◆ Exercise aim
Line count for the string "Each": give the number of lines in the data below that contain it, and nothing more.

◆ Data shown
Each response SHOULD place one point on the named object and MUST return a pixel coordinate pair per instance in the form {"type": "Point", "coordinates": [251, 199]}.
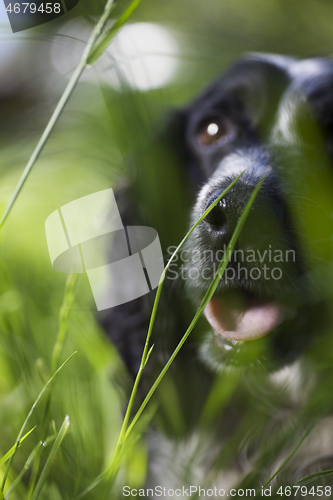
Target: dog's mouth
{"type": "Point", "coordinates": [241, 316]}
---
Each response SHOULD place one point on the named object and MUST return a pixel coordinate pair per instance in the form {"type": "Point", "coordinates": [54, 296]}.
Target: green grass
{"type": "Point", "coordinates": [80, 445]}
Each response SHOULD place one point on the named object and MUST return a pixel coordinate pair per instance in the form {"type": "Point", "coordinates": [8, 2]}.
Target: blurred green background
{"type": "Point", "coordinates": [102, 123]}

◆ Response
3